-- DATA TO USE follows --

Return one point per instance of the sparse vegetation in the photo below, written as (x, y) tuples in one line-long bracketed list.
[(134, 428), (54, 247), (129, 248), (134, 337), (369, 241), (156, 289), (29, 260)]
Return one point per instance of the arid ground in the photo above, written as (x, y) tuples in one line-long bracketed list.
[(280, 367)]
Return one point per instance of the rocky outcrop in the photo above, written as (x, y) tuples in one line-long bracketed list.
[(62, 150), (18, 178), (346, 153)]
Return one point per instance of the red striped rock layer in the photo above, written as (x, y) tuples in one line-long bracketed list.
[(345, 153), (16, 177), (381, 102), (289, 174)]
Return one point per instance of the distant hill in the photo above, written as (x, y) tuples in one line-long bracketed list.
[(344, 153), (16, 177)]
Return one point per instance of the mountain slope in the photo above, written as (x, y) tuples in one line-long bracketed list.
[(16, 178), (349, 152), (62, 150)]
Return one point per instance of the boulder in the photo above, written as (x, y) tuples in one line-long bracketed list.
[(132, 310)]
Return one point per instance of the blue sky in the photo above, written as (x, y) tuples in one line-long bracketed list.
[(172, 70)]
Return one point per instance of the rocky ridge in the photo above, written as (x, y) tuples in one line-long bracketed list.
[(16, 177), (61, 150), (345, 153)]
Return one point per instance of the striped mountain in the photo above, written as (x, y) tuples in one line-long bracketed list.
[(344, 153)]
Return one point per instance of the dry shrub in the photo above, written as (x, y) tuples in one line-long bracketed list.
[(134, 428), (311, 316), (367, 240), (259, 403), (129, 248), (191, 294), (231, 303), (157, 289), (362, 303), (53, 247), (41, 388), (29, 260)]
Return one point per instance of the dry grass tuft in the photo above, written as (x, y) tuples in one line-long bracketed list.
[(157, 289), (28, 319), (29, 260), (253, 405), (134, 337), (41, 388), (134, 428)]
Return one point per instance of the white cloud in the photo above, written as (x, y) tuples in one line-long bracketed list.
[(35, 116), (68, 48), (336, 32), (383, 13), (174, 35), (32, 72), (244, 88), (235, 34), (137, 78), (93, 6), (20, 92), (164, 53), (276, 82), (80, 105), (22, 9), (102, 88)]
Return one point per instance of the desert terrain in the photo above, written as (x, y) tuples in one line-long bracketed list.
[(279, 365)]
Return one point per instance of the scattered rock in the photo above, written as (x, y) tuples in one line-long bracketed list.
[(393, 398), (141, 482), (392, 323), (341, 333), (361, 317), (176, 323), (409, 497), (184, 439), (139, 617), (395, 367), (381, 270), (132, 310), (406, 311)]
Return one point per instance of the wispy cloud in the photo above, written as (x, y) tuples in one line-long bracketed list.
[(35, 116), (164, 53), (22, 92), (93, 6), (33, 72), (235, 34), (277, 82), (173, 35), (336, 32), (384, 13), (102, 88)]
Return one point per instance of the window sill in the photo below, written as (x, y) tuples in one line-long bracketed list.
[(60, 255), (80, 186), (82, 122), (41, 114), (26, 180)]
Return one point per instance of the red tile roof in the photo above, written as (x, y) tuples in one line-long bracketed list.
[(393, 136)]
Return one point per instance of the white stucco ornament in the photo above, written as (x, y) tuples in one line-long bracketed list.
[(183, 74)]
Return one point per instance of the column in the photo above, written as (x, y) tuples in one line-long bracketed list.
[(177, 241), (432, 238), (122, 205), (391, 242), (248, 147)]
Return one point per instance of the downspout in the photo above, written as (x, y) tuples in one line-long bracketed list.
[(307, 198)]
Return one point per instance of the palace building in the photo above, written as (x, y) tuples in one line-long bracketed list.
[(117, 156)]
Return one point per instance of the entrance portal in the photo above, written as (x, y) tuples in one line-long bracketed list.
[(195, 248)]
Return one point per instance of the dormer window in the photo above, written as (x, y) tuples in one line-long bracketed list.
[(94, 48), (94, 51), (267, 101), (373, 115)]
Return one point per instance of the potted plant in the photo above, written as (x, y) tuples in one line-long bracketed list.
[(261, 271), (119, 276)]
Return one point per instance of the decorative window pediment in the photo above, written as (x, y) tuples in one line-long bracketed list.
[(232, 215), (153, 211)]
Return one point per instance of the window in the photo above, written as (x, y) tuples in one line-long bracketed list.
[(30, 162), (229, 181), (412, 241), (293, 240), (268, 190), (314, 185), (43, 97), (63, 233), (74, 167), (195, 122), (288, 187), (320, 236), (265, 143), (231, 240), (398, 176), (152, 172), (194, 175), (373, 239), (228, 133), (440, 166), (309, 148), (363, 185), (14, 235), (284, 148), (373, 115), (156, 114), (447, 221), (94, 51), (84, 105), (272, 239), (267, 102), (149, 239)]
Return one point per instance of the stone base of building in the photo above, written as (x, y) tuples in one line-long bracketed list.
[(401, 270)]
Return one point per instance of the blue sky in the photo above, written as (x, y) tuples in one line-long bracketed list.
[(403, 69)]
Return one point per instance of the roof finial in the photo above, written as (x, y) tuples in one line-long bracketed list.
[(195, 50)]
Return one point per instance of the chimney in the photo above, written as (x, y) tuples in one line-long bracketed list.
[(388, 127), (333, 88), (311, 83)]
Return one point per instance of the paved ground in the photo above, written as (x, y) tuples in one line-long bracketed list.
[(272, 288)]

-- DATA TO USE concluded --

Copy out all of the material, word for word.

» **TASK RESPONSE**
Return one point per instance of the sparse vegetation in the photo below, written as (x, y) tuples in one line-long bracketed list.
[(134, 428), (54, 247), (129, 248), (134, 337), (369, 241), (156, 289), (29, 260)]
Return one point per instance of the arid ground in the photo above, written as (x, y) tuples in one line-long bracketed list.
[(280, 367)]
Return one point per instance of the rocky outcrop in the photo above, written as (x, y) tuples in one line-long bracketed list.
[(62, 150), (18, 178), (346, 153)]
Return one point per instance of the red striped rock layer in the photo above, written as (x, y) tuples in one line-long bracketed list.
[(345, 153), (16, 177), (381, 102), (289, 174)]
Return one point per instance of the distant hill in the photo above, written as (x, y) tuples in one line-long bracketed list.
[(344, 153), (16, 177)]
Return one point per instance of the mountain slope in the photo above, written as (x, y) tuples in one line-long bracketed list.
[(16, 178), (349, 152), (62, 150)]
Return one point per instance of the boulder in the photo above, written as (x, y) tuples in one line-long bracketed list.
[(132, 310)]
Return one point per instance of the blue sky in the photo above, written as (x, y) tuples in one line-long bracketed list.
[(172, 70)]
Return one point per instance of the rocky ridge in the photo above, written as (x, y) tuples in one line-long bracketed list.
[(16, 177), (61, 150), (345, 153)]
Return one point per instance of the striped mountain in the photo above, written as (x, y) tuples in one line-long bracketed list.
[(344, 153)]
Return one point per instance of the dry shrub in the photo above, written as (x, y) tuples in one line-long bracketed list.
[(134, 428), (311, 316), (367, 240), (259, 403), (129, 248), (191, 294), (231, 303), (157, 289), (362, 303), (53, 247), (41, 388), (29, 260)]
Return one point per instance of the dry grass tuft in the photo above, written as (x, y) tuples in one line-long bracketed list.
[(157, 289), (28, 319), (29, 260), (253, 405), (134, 337), (41, 388), (134, 428)]
Return one point per instance of the white cloud in the photo above, written as (x, y) tuples in one line-long bracketed list.
[(35, 116), (68, 48), (336, 32), (383, 13), (174, 35), (32, 72), (244, 88), (235, 34), (137, 78), (93, 6), (20, 92), (164, 53), (276, 82), (80, 105), (22, 9), (102, 88)]
Return one point per instance of the desert terrain in the photo above, written as (x, y) tuples in one line-long bracketed list.
[(279, 365)]
Return one point per instance of the scattered rock in the photo above, written as (x, y) tuples in one line-long bracketed list.
[(393, 398), (141, 482), (392, 323), (341, 333), (361, 317), (176, 323), (409, 497), (184, 439), (139, 617), (395, 367), (381, 270), (132, 310), (406, 311)]
Return one point per instance of the wispy cloud in the photo above, written as (x, y) tuples in one line-long bracketed list.
[(35, 116), (164, 53), (22, 92), (93, 6), (33, 72), (235, 34), (277, 82), (173, 35), (336, 32), (384, 13), (102, 88)]
Return one point per instance of the window sill in the photo below, written as (x, y) tuples in one line-long bracketed list.
[(60, 255), (80, 186), (82, 122), (41, 114), (26, 180)]
Return one point per instance of the red tile roof in the photo above, written as (x, y) tuples in one line-long bracketed list.
[(393, 136)]
Return one point per instance of the white stucco ornament in the photo above, written as (x, y) tuples in one line-long bracketed list.
[(183, 74)]
Return one point per instance of the column in the photo above, written as (x, y) tuples in one line-long bracketed list.
[(177, 241), (432, 238), (122, 205), (391, 242), (248, 147)]
Return one point per instance of the downspout in the photo above, written as (x, y) tuples in one line-long bracketed list.
[(307, 198)]
Return one point per instance of the palace building in the photo above, written as (x, y) tuples in one line-long bracketed list.
[(117, 156)]
Return one point per instance of the entrance portal in the photo above, written as (x, y) tuples in one line-long bracketed list.
[(195, 248)]
Return one point per instance of the dormer window in the photo above, written as (x, y) tuples in one line-long bracketed list.
[(94, 48), (94, 51), (267, 101), (373, 115)]
Return one point per instance of the potted plant in the photo above, written as (x, y) tuples in one line-long bracketed list.
[(261, 271), (119, 276)]
Return one point per instance of the decorative window pediment in the photo above, written as (x, y) tuples in one line-long bracketed list.
[(232, 215), (153, 211)]
Return one point per instance of the window in the photo above, written as (x, y) tuples in one line-long bracketed list.
[(30, 162), (229, 181), (412, 241), (293, 240), (268, 190), (314, 185), (43, 97), (63, 233), (74, 167), (195, 122), (288, 187), (320, 236), (265, 143), (231, 240), (398, 176), (152, 172), (194, 175), (373, 239), (228, 133), (440, 166), (309, 148), (363, 185), (14, 235), (284, 148), (373, 115), (156, 114), (447, 221), (94, 51), (84, 105), (272, 239), (267, 102), (149, 239)]
Return one point per instance of the stone base of building in the photo above, written as (x, y) tuples in one line-long bracketed list.
[(401, 270)]
Return one point per instance of the blue sky in the photo above, written as (x, y) tuples in one line-long bracketed list.
[(403, 69)]
Return one point per instance of the roof finial in the photo above, written as (x, y) tuples in one line-long bracketed list.
[(195, 50)]
Return one point per instance of the chimney in the photo above, written as (x, y) tuples in one line-long bracketed list.
[(388, 127), (333, 88), (311, 83)]
Return one point per instance of the paved ground in the photo above, written as (x, y) tuples in one line-long bracketed list.
[(272, 288)]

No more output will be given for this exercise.